Location annotation dataset excerpts:
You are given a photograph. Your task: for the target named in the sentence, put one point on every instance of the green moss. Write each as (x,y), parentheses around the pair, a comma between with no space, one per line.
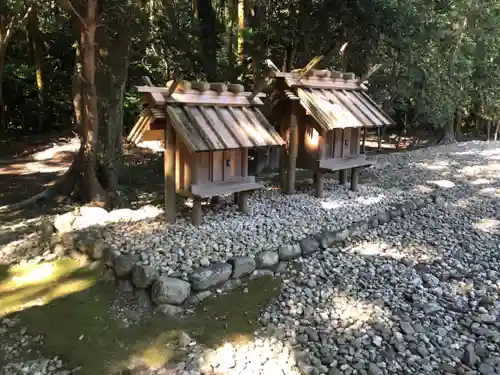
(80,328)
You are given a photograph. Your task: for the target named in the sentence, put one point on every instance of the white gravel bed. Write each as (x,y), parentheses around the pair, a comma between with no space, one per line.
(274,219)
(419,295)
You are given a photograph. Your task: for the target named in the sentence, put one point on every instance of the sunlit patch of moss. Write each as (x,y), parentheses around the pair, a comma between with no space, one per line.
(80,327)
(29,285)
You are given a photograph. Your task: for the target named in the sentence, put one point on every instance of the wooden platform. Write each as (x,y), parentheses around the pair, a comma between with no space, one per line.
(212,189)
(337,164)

---

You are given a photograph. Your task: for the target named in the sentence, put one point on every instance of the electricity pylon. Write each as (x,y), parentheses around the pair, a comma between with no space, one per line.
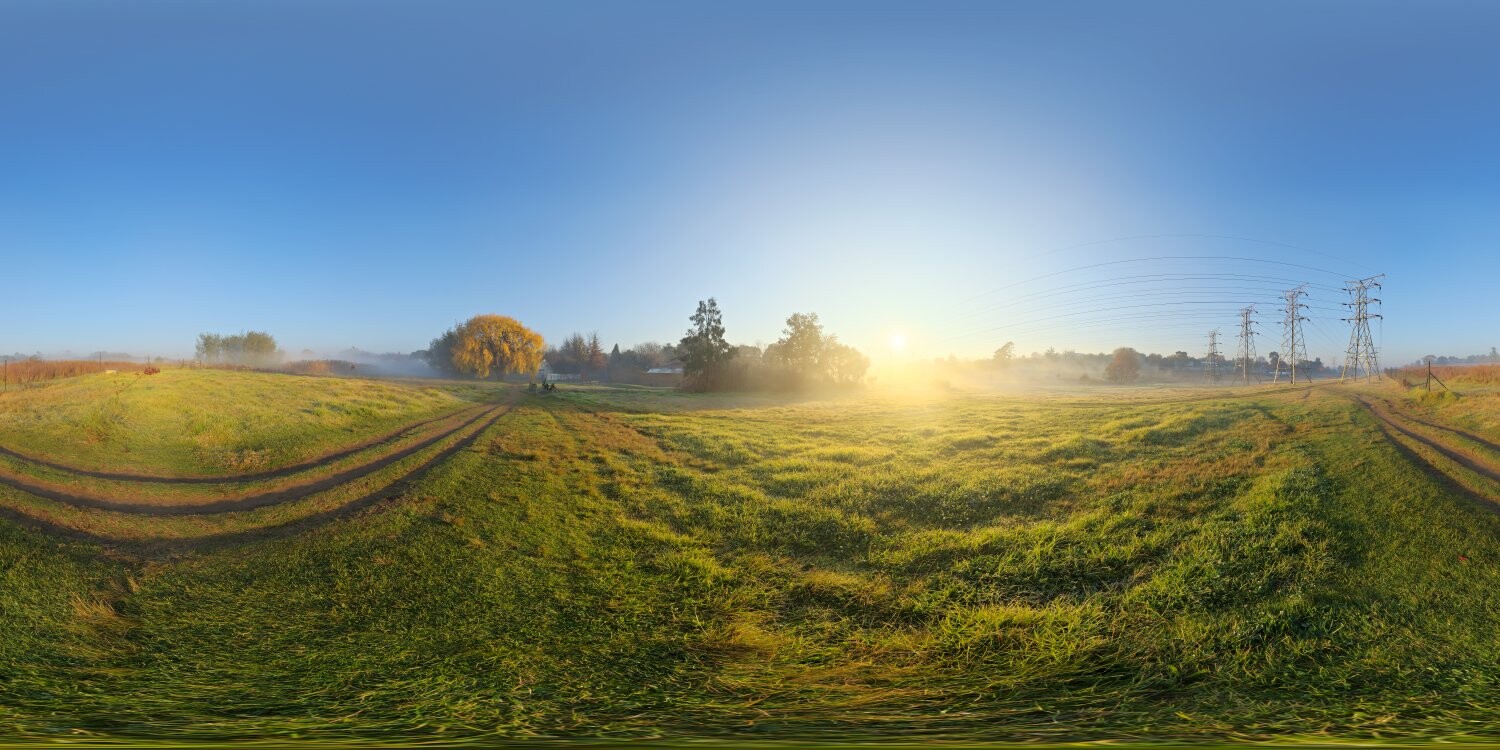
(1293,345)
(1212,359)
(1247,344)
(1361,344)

---

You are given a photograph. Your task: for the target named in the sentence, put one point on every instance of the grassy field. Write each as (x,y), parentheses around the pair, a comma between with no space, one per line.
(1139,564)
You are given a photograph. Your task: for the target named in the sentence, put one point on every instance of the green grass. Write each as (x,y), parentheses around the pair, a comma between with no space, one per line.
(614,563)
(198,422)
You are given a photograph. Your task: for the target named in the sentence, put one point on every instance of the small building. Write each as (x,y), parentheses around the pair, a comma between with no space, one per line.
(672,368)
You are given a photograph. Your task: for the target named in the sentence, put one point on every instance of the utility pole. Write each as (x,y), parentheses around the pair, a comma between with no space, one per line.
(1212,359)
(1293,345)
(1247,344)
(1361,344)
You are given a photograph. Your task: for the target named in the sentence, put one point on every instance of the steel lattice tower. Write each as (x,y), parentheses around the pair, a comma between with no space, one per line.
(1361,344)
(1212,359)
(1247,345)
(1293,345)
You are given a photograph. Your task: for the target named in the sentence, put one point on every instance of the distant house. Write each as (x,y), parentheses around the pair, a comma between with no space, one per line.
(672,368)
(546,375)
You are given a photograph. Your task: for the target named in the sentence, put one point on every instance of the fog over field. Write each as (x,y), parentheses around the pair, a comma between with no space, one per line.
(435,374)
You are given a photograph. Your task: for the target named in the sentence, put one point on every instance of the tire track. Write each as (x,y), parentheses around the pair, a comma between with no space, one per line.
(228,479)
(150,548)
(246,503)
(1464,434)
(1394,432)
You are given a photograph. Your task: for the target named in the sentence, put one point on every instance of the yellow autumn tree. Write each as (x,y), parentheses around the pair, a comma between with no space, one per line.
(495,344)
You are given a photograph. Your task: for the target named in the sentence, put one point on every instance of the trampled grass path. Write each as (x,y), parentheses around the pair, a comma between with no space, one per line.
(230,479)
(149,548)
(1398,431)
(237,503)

- **Short exercise**
List every line of the items above that contains the word "green". Case counts, so a line matches only if its letters are in the same case as this word.

- **The response**
You are given a photograph. Your task: for the target named in the sentence, put one point on every instance of the green moss. Write each as (x,y), parentheses around the pair, a comma between with no space, one per line.
You are given a photograph. Your task: for the target named in the sentence, put one point on every instance of the green grass. Write each as (x,y), parentheses around the pair, a comma between with no space, one per line.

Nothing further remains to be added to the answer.